CONTENU DES DONNÉES:
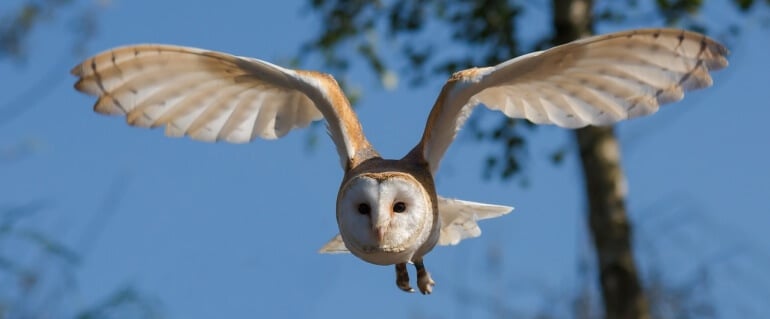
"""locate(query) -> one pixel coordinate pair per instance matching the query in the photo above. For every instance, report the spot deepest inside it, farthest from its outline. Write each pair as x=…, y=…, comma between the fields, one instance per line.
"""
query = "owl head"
x=384, y=217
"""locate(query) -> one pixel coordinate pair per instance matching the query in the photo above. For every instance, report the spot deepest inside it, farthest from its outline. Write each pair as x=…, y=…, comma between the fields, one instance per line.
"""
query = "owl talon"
x=402, y=278
x=424, y=281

ÉNONCÉ RÉDIGÉ: Renvoie mot pour mot toutes les lignes de la liste ci-dessus, du début à la fin, en laissant les images de côté.

RÉPONSE À L'EXERCICE:
"""locate(query) -> one pixel coordinate pair per instance matching the query in the photo above. For every instance, report the spot deepest inside it, farthest from its outline. Write each pair as x=…, y=…, comma between the fields, one instance per line.
"""
query = "owl head"
x=384, y=217
"""locate(query) -> one pixel coordinate pair per instance matching the query in the photo above. For every instance, report the spot deepest inside it, farthest from its outline. Write each pair as x=…, y=…, comma between the fields, one instance per line.
"""
query = "owl talon"
x=402, y=278
x=424, y=281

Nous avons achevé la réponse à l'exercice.